本文:
▬▬▬
RMTでゲーム内通貨を買って,ゲーム内のカジノでお金を増やす。それをRMTで売ってよいとなれば,RMT業者とゲーム会社が結託して賭博を開帳していることになります。それを現在,韓国の文化観光庁が問題視しているわけです。
もしもですよ,こうしたゲームで,運営側がゲーム内通貨を安く卸し,プレイヤーに高く売って賭博をさせるとする。ゲームですから賭博の勝率は変えられます。もちろん,モンスターからのアイテムドロップ率だって一緒ですから,公然と八百長ができてしまう可能性があるのです。
4Gamer:
確かに。
澤氏:
そこまでひどくないにしても,ゲーム運営側とRMT業者が手を組むことはプレイヤーの不信感を生み出します。「メーカーがペイバックと引き換えに,RMT業者に貴重なアイテムまで卸しているのではないか?」というような。あくまでゲームの世界に没頭したいという望みを持っているプレイヤーさんも多いですから,そうした生々しい部分を見たくない,という感情も大きいのだと思います。
▬▬▬
提供資料:
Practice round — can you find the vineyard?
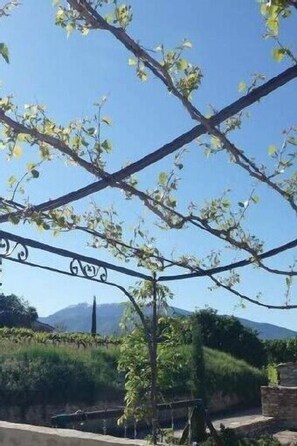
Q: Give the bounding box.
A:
[0,327,121,348]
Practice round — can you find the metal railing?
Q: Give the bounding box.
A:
[51,399,204,440]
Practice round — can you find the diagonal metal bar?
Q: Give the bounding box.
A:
[0,231,152,281]
[0,65,297,223]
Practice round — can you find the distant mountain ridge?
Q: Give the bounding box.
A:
[39,303,297,339]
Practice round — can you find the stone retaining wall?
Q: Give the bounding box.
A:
[0,393,244,426]
[261,386,297,426]
[276,362,297,387]
[0,421,147,446]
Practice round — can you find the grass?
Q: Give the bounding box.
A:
[0,340,266,407]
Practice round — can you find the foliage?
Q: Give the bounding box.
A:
[192,320,207,441]
[266,364,279,386]
[193,309,266,367]
[0,329,266,415]
[0,293,38,327]
[264,338,297,364]
[204,348,267,405]
[0,327,121,348]
[91,296,97,336]
[0,346,121,407]
[202,429,281,446]
[0,0,297,432]
[119,318,186,421]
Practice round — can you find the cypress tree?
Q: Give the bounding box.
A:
[91,296,97,336]
[191,316,206,441]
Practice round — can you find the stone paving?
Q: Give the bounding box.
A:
[273,431,297,446]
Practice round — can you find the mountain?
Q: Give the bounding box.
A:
[39,303,297,339]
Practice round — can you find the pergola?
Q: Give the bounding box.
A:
[0,0,297,442]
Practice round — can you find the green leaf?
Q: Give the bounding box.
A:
[267,144,277,156]
[182,39,193,48]
[31,169,39,178]
[128,57,137,67]
[137,70,147,82]
[101,116,112,125]
[0,43,9,63]
[272,48,286,62]
[159,172,167,186]
[66,23,75,37]
[12,146,23,158]
[176,59,189,71]
[101,139,112,153]
[238,81,246,93]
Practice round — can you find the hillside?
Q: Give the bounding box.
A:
[39,303,297,339]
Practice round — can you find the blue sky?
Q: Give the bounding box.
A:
[0,0,297,329]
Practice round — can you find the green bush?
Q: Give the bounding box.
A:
[263,338,297,364]
[192,308,266,367]
[158,345,268,406]
[0,336,266,407]
[202,429,281,446]
[0,346,119,407]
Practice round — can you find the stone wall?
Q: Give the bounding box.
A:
[276,362,297,387]
[261,386,297,426]
[0,392,244,428]
[0,421,147,446]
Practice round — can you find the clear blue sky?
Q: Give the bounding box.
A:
[0,0,297,330]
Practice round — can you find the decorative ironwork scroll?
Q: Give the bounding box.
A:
[70,257,107,282]
[0,237,29,262]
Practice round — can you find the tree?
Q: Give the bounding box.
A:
[0,293,38,328]
[91,296,97,336]
[193,308,266,367]
[192,319,206,442]
[0,0,297,442]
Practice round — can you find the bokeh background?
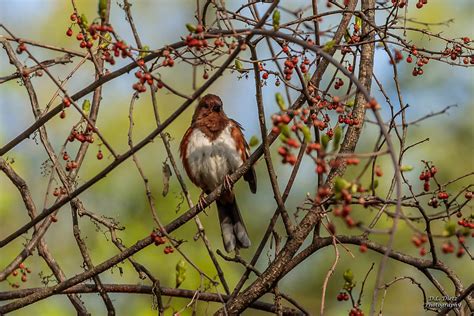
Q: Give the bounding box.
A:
[0,0,474,315]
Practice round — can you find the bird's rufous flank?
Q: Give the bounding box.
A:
[180,94,257,252]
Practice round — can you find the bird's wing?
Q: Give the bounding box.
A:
[231,120,257,193]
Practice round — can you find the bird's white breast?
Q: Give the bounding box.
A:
[186,126,243,191]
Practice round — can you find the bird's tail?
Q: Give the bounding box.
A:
[216,194,251,252]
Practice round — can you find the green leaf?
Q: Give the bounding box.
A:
[275,92,286,111]
[301,125,311,144]
[98,0,107,19]
[279,124,291,137]
[176,259,186,287]
[82,99,91,114]
[272,10,280,31]
[400,165,413,172]
[186,23,196,33]
[342,269,354,283]
[332,126,342,151]
[356,16,362,29]
[321,134,331,150]
[249,135,260,147]
[323,40,336,52]
[234,59,244,73]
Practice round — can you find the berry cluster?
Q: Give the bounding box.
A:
[390,49,403,64]
[16,42,26,54]
[349,306,364,316]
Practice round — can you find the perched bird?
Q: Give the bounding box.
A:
[180,94,257,252]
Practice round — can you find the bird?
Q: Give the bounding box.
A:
[180,94,257,253]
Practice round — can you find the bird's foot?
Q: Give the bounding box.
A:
[224,175,233,191]
[196,192,206,211]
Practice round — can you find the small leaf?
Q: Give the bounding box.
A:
[344,29,351,43]
[249,135,260,147]
[186,23,196,33]
[161,161,173,196]
[400,165,413,172]
[82,99,91,114]
[275,92,286,111]
[323,40,336,52]
[272,10,280,31]
[342,269,354,283]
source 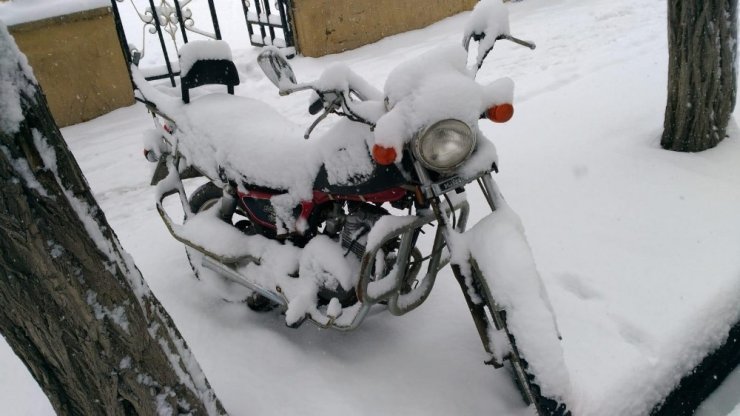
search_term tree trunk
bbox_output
[0,22,225,415]
[660,0,737,152]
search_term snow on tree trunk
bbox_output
[0,22,225,415]
[660,0,737,152]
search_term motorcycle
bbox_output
[132,0,570,415]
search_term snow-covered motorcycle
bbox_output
[133,0,569,415]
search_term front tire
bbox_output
[452,259,571,416]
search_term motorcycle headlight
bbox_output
[413,119,475,172]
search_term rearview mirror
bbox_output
[257,47,296,91]
[463,0,509,68]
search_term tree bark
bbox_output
[660,0,737,152]
[0,22,225,415]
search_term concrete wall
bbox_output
[293,0,478,56]
[9,8,133,127]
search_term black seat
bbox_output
[180,59,239,103]
[180,40,239,103]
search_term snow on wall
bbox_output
[0,0,110,26]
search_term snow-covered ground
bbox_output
[0,0,740,416]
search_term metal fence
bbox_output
[111,0,294,87]
[242,0,295,48]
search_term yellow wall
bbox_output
[293,0,478,56]
[9,8,133,127]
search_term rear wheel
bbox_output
[185,182,223,279]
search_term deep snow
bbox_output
[0,0,740,415]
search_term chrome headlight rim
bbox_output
[411,118,478,174]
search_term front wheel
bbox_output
[452,259,571,416]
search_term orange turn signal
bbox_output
[373,144,397,165]
[486,103,514,123]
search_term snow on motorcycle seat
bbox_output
[180,40,239,103]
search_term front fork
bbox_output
[429,172,542,415]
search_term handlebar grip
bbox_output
[308,98,324,116]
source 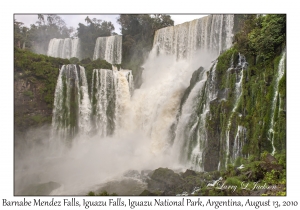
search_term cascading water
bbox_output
[268,51,285,155]
[232,125,247,160]
[153,15,234,59]
[91,69,133,137]
[15,15,244,195]
[93,35,122,64]
[173,62,217,171]
[47,38,81,59]
[52,64,91,148]
[225,54,248,166]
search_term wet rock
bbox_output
[182,169,197,178]
[20,182,61,195]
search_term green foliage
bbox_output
[87,190,117,196]
[14,14,74,54]
[118,14,174,84]
[77,16,115,58]
[235,14,286,60]
[225,177,241,188]
[23,90,34,99]
[14,48,69,130]
[70,57,79,64]
[78,58,112,93]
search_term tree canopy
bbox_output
[77,16,115,58]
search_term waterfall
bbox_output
[93,35,122,64]
[268,51,285,155]
[52,64,91,145]
[47,38,81,59]
[91,69,133,137]
[153,15,234,59]
[232,125,247,160]
[225,54,248,166]
[174,62,217,171]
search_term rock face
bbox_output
[14,77,52,133]
[21,182,61,196]
[147,168,185,195]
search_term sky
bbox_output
[14,14,205,34]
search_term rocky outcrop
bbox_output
[14,77,52,133]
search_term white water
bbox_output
[47,38,80,59]
[153,15,234,59]
[16,15,237,195]
[269,51,285,155]
[51,65,91,146]
[93,35,122,64]
[225,54,247,167]
[173,62,217,171]
[232,125,247,160]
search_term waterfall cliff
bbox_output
[47,38,81,59]
[93,35,122,64]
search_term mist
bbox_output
[15,44,218,195]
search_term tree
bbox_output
[117,14,174,73]
[77,16,115,58]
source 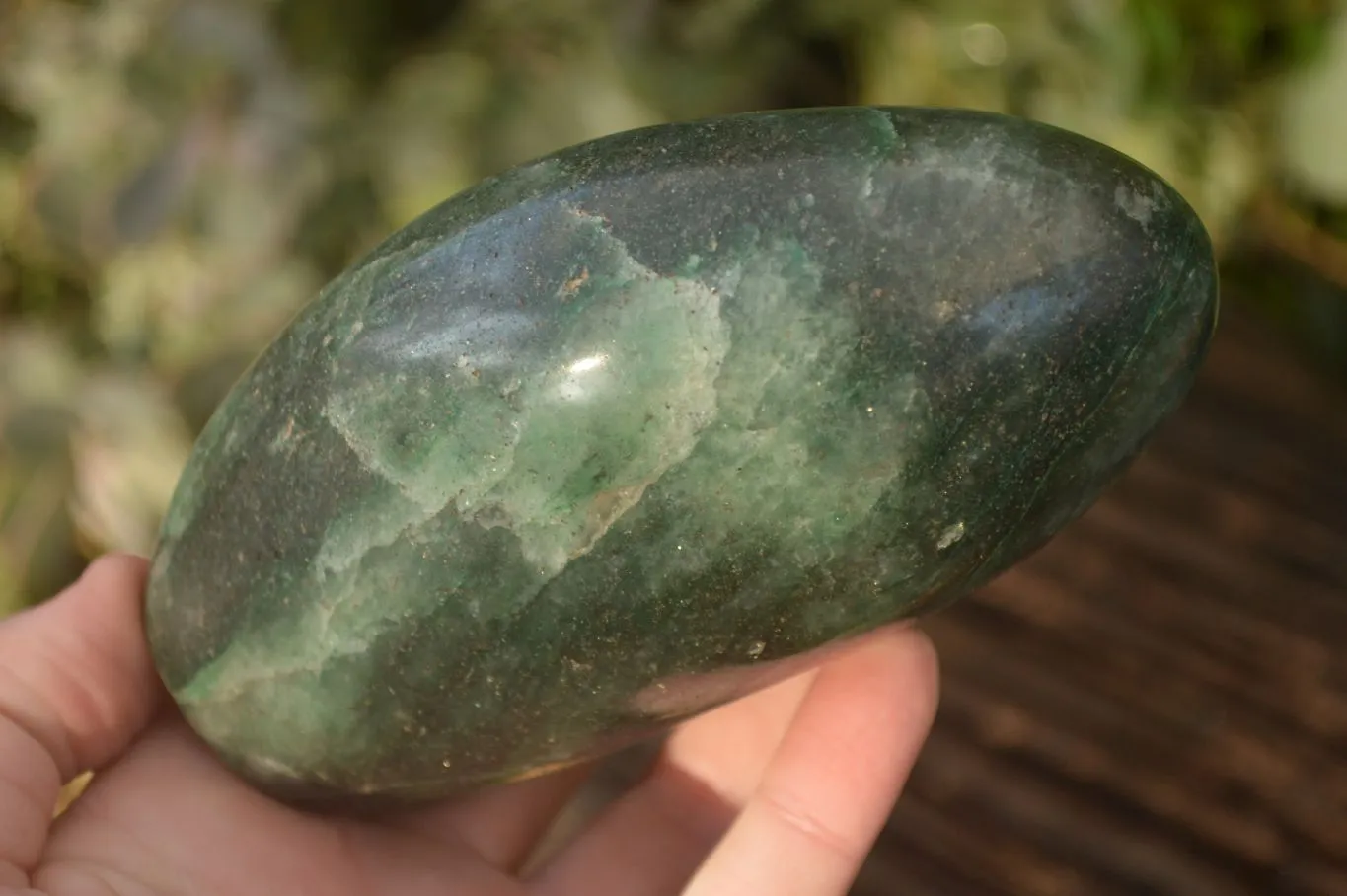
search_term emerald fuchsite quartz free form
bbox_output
[147,108,1217,801]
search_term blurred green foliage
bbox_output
[0,0,1347,613]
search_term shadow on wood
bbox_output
[854,305,1347,896]
[530,304,1347,896]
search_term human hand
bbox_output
[0,557,936,896]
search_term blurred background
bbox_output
[0,0,1347,896]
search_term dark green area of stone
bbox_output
[147,108,1217,799]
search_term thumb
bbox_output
[0,556,163,891]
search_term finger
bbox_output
[0,557,162,886]
[40,711,520,896]
[390,766,591,870]
[535,625,905,896]
[684,630,937,896]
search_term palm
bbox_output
[0,558,935,896]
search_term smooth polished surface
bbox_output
[147,110,1217,799]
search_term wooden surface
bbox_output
[539,304,1347,896]
[856,305,1347,896]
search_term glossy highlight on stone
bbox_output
[147,108,1217,803]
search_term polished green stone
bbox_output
[147,108,1217,800]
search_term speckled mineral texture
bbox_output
[147,108,1217,801]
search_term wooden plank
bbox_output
[854,314,1347,896]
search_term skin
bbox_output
[0,556,937,896]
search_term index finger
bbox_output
[0,556,163,888]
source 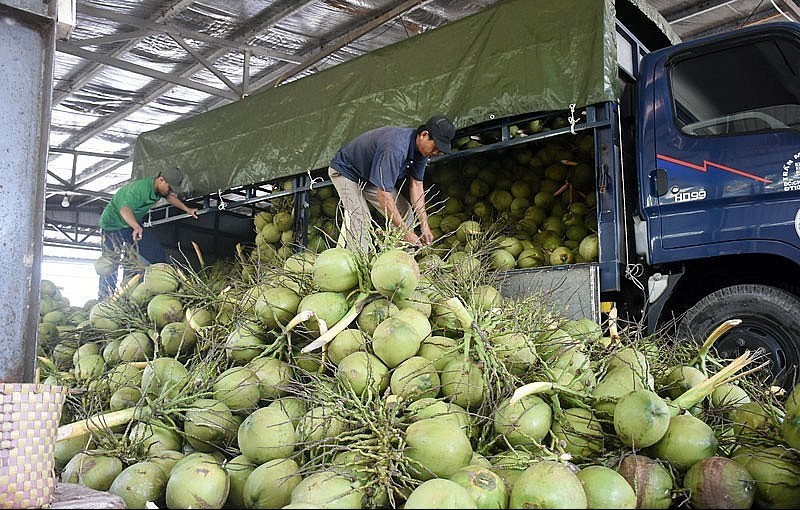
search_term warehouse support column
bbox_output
[0,0,56,383]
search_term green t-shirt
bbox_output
[98,177,162,232]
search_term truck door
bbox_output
[642,24,800,263]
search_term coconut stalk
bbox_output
[300,292,379,354]
[509,381,589,405]
[667,348,761,416]
[56,407,149,442]
[689,319,742,377]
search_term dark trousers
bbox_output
[98,228,167,299]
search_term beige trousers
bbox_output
[328,167,415,253]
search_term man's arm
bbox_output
[408,178,433,245]
[119,205,142,242]
[167,193,197,218]
[375,188,430,246]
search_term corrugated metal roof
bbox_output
[45,0,800,246]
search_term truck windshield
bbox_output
[669,37,800,136]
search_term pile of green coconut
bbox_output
[39,224,800,509]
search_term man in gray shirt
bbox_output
[328,115,456,253]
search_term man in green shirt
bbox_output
[99,167,197,299]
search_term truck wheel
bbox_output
[678,285,800,387]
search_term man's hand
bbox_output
[419,222,433,246]
[132,224,142,243]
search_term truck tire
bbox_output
[678,285,800,388]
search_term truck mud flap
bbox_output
[499,263,600,323]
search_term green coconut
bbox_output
[211,366,261,413]
[372,315,423,368]
[147,294,184,330]
[404,418,473,481]
[311,247,359,292]
[683,457,756,508]
[253,286,301,329]
[73,354,106,382]
[615,454,674,510]
[128,420,183,455]
[158,321,197,356]
[395,286,432,317]
[592,364,650,418]
[489,331,539,375]
[711,383,750,408]
[733,446,800,508]
[89,300,120,332]
[141,358,190,399]
[651,414,719,471]
[389,356,441,401]
[61,450,123,491]
[493,395,553,448]
[297,404,347,442]
[403,478,476,509]
[147,450,186,476]
[328,328,367,365]
[439,359,486,409]
[222,455,256,508]
[108,386,142,411]
[370,248,420,300]
[576,465,637,509]
[183,398,239,452]
[336,351,389,396]
[242,459,302,508]
[551,407,605,459]
[267,396,308,426]
[490,449,539,496]
[406,397,472,433]
[660,365,706,399]
[166,453,230,508]
[108,460,168,508]
[117,331,155,361]
[225,321,267,365]
[237,406,297,464]
[508,460,588,508]
[417,335,460,371]
[245,357,294,400]
[449,464,508,509]
[392,308,431,338]
[185,307,214,332]
[614,390,670,448]
[291,471,364,508]
[297,291,350,333]
[356,298,400,336]
[53,434,94,473]
[781,408,800,450]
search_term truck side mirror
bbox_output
[650,168,667,197]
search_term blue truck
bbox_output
[134,0,800,385]
[612,19,800,386]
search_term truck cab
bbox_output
[622,23,800,382]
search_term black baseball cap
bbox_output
[156,166,183,194]
[425,115,456,154]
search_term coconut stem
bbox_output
[668,348,754,416]
[56,407,144,442]
[302,292,377,354]
[509,381,586,405]
[192,241,206,267]
[690,319,742,376]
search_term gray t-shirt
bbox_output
[331,126,428,191]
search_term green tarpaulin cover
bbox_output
[133,0,676,196]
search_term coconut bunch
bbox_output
[251,180,339,263]
[39,227,798,508]
[428,128,597,270]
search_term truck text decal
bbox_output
[783,152,800,193]
[656,154,772,184]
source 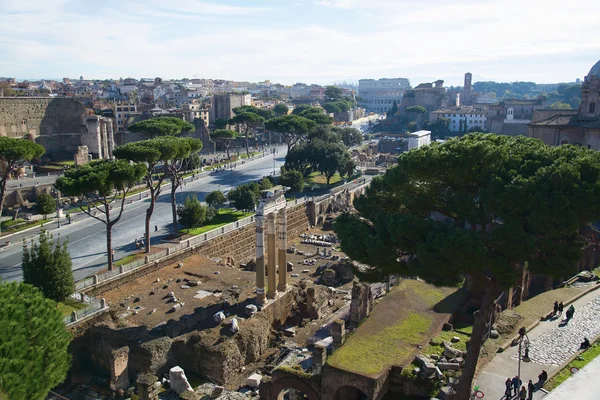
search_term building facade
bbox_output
[210,93,252,122]
[115,104,137,132]
[528,61,600,150]
[358,78,410,113]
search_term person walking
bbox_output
[519,386,527,400]
[504,378,512,400]
[527,379,535,400]
[512,375,521,396]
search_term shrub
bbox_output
[279,168,304,192]
[205,190,227,207]
[177,196,217,229]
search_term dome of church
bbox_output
[588,61,600,77]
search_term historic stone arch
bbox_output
[333,385,368,400]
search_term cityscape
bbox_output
[0,0,600,400]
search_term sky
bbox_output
[0,0,600,86]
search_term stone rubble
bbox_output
[512,296,600,366]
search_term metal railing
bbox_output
[63,293,107,326]
[75,179,366,291]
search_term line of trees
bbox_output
[334,133,600,399]
[55,117,202,270]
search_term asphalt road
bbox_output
[0,146,286,281]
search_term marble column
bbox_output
[277,208,287,292]
[256,215,266,304]
[267,213,277,299]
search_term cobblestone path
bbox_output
[512,296,600,366]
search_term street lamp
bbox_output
[517,327,531,384]
[53,189,60,228]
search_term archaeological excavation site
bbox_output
[54,185,467,400]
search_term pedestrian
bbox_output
[527,379,535,400]
[519,386,527,400]
[512,376,521,396]
[504,378,512,400]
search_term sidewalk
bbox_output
[475,290,600,400]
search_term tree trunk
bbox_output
[244,128,250,159]
[106,214,113,271]
[171,177,178,234]
[453,278,498,400]
[0,175,9,233]
[144,197,156,253]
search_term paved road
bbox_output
[6,147,264,190]
[0,147,285,281]
[476,290,600,400]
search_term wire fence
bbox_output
[63,293,107,326]
[75,179,366,291]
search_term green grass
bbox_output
[2,219,45,235]
[181,208,254,236]
[114,254,144,267]
[240,151,262,159]
[2,218,27,230]
[327,312,432,375]
[544,342,600,391]
[57,297,87,317]
[422,327,473,356]
[306,172,342,185]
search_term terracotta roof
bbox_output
[529,114,600,128]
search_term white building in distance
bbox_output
[408,131,431,150]
[358,78,410,113]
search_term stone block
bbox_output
[437,362,460,371]
[110,346,130,391]
[246,373,262,388]
[169,366,192,395]
[439,386,456,400]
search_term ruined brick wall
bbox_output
[195,224,256,264]
[287,204,309,239]
[0,97,85,138]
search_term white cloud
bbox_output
[0,0,600,83]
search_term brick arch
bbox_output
[333,385,368,400]
[271,376,321,400]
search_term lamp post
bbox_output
[517,327,531,385]
[54,189,60,228]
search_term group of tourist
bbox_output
[503,371,548,400]
[552,301,575,324]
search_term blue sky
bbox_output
[0,0,600,85]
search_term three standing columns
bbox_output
[256,208,287,304]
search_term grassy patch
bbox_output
[544,342,600,391]
[114,254,144,267]
[422,327,473,356]
[57,297,87,317]
[54,160,75,165]
[2,219,44,235]
[181,208,254,236]
[306,172,342,185]
[240,151,262,159]
[328,313,432,375]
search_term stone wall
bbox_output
[70,289,298,388]
[0,97,85,138]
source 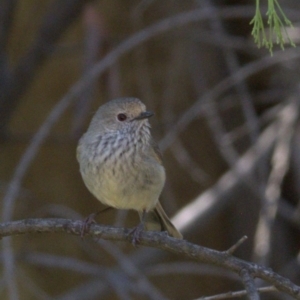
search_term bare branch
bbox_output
[240,269,260,300]
[0,219,300,299]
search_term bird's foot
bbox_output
[80,212,98,238]
[128,222,144,247]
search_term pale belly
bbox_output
[82,158,165,211]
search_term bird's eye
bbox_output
[117,114,127,122]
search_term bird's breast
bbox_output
[78,136,165,211]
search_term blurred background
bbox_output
[0,0,300,300]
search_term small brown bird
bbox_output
[77,98,182,243]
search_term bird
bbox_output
[77,97,182,244]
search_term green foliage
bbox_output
[250,0,296,55]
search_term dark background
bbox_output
[0,0,300,300]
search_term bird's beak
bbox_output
[133,111,154,120]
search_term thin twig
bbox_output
[0,219,300,299]
[195,286,278,300]
[225,235,248,255]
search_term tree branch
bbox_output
[0,219,300,299]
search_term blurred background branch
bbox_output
[0,0,300,300]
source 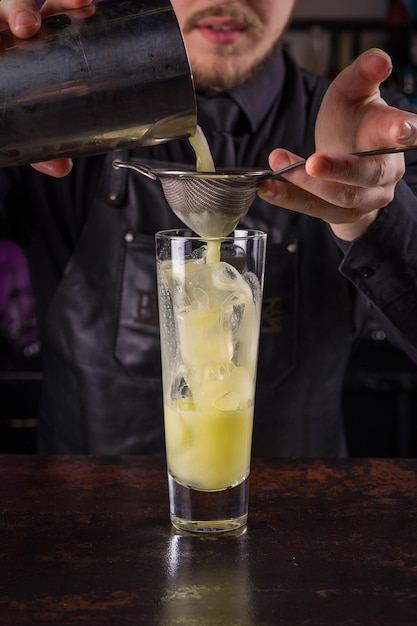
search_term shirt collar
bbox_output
▬▬▬
作業指示:
A. 本文によれば、ゲーム内で賭博をさせる場合に運営側が公然と八百長をできてしまう可能性があるのはなぜか。1〜3文で説明すること。
B. 本文で、RMTとゲーム内カジノをめぐる状況を問題視しているとされる機関はどこか。

作業結果:
A. ゲームである以上、賭博の勝率は運営側が変えられるからである。モンスターからのアイテムドロップ率も同じように変えられるため、公然と八百長ができてしまう可能性がある。

B. 韓国の文化観光庁である。